◆ SET PROBLEM A
Could you reproduce the segmentation records below line for line, leaving the pictures out?

◆ DOCUMENT
-----
Skip to content

Grid infrastructure

Frontends and storages

A frontend is a single machine intended for user logins and ligh pre- and post-processing of data.

A storage is a large disc array where user data (user home directories) are kept.

Storage names

Storages are named according to their physical location (city) + number.

As there is not one huge storage, but several large and loosely interconnected storages, users have access to several different home directories.

Every frontend has a /home directory mounted to one of the storages, e.g. /home of frontend skirit.metacentrum.cz is mounted on /storage/brno2/home, so when an user is logged on skirit, the commands ls ~ and ls /storage/brno2/home/user123 are equivalent.

A frontend has a native home directory on one, and only one, storage; however this is not true the other way round: a home directory on a certain storage may be mounted by more than one frontend:

user123@user123-XPS-13-9370:~$ ssh nympha.zcu.cz 
...
(BULLSEYE)user123@nympha:~$ pwd
/storage/plzen1/home/user123   # "plzen1" is native storage for "nympha" frontend
(BULLSEYE)user123@nympha:~$ exit 
user123@user123-XPS-13-9370:~$ ssh minos.zcu.cz
...
(BULLSEYE)user123@minos:~$ pwd
/storage/plzen1/home/user123   # "plzen1" is native storage also for "minos" frontend

The overall schema can be summed up as shown below:

Frontends, storages and homes connection

Transition between storages is possible no matter which frontend an user is logged to. To get to a certain home directory, user does not need to log on a specific frontend. Users can change their home directories by cd command.

For example, assume that skirit.metacentrum.cz frontend is down and you want to access brno2 storage:

user123@user123-XPS-13-9370:~$ ssh tarkil.metacentrum.cz # login to "tarkil" instead
...
(BULLSEYE)user123@tarkil:~$ pwd
/storage/praha1/home/user123   # I am on "praha1" storage, but need "brno2"
(BULLSEYE)user123@tarkil:~$ cd /storage/brno2/home/user123 # change to home on "brno2" storage
(BULLSEYE)user123@tarkil:/storage/brno2/home/user123$ pwd 
/storage/brno2/home/user123 # I am now on "brno2" storage

A complete list of storages can be found in table below:

Server Root directory Note
storage-brno1-cerit.metacentrum.cz /storage/brno1-cerit/
storage-brno2.metacentrum.cz /storage/brno2/
storage-brno11-elixir.metacentrum.cz /storage/brno11-elixir/ dedicated to ELIXIR-CZ
storage-brno12-cerit.metacentrum.cz /storage/brno12-cerit/
storage-budejovice1.metacentrum.cz /storage/budejovice1/
storage-du-cesnet.metacentrum.cz /storage/du-cesnet/ archive storage for all MetaCentrum users
storage-liberec3-tul.metacentrum.cz /storage/liberec3-tul/
storage-plzen1.metacentrum.cz /storage/plzen1/
storage-plzen4-ntis.metacentrum.cz /storage/plzen4-ntis/ dedicated to iti/kky groups
storage-praha2-natur.metacentrum.cz /storage/praha2-natur/
storage-praha6-fzu.metacentrum.cz /storage/praha6-fzu/
storage-praha5-elixir.metacentrum.cz /storage/praha5-elixir/
storage-pruhonice1-ibot.metacentrum.cz /storage/pruhonice1-ibot/
storage-vestec1-elixir.metacentrum.cz /storage/vestec1-elixir/,
/storage/praha1/

Backup policy for storages

All storages are backed up once a day (normally between 6 a.m. and 7 a.m.), by snapshot backup. There backups are kept for 2 weeks. For a more complete understanding of how the data are backed up in MetaCentrum service, see #working-with-data chapter.
-----
Excerpts from segmentation records
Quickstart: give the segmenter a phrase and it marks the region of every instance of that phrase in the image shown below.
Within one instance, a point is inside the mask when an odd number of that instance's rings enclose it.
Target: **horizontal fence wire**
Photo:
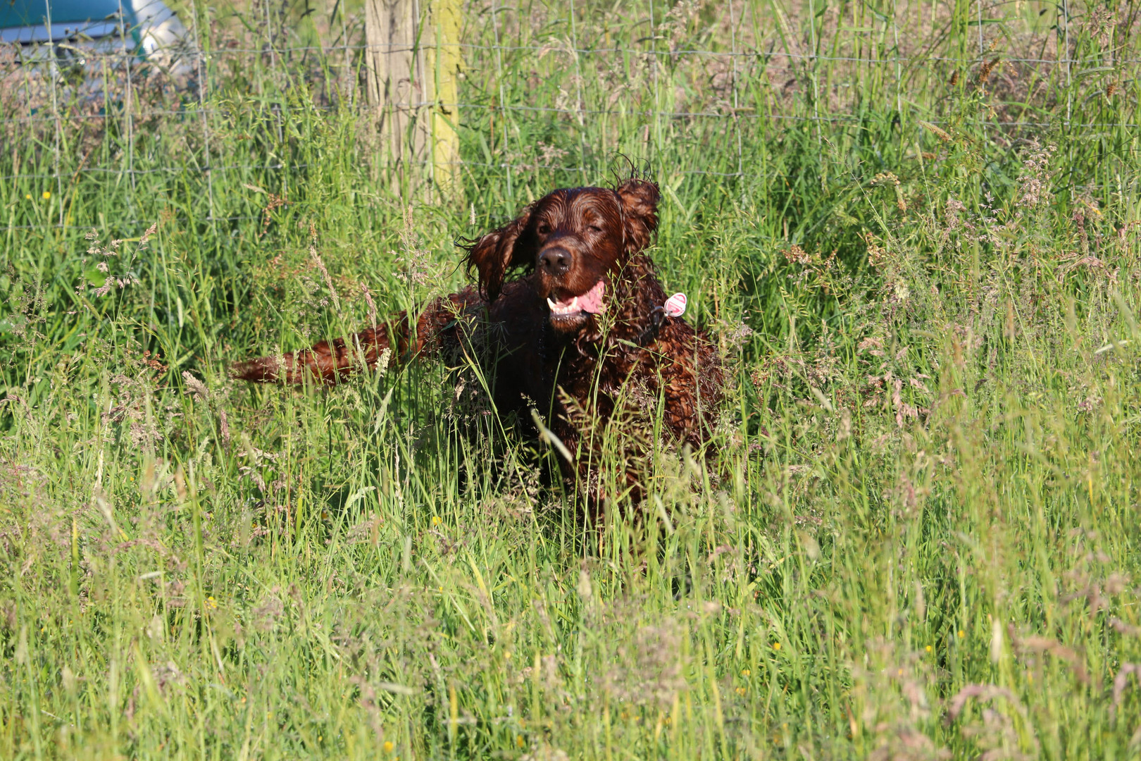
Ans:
-----
◆ SET PROBLEM B
Can you restate the paragraph of the grid infrastructure page that begins "Transition between storages is possible" in a single, shorter sentence?

◆ EXERCISE SOLUTION A
Quickstart: give the segmenter a phrase and it marks the region of every instance of that phrase in the image shown below.
Within one instance, a point is inside the mask when an odd number of that instance's rings enclose it.
Target: **horizontal fence wire**
Photo:
Ans:

◆ EXERCISE SOLUTION B
From any frontend, users can switch between storages and reach any home directory with the cd command, without logging on to a specific frontend.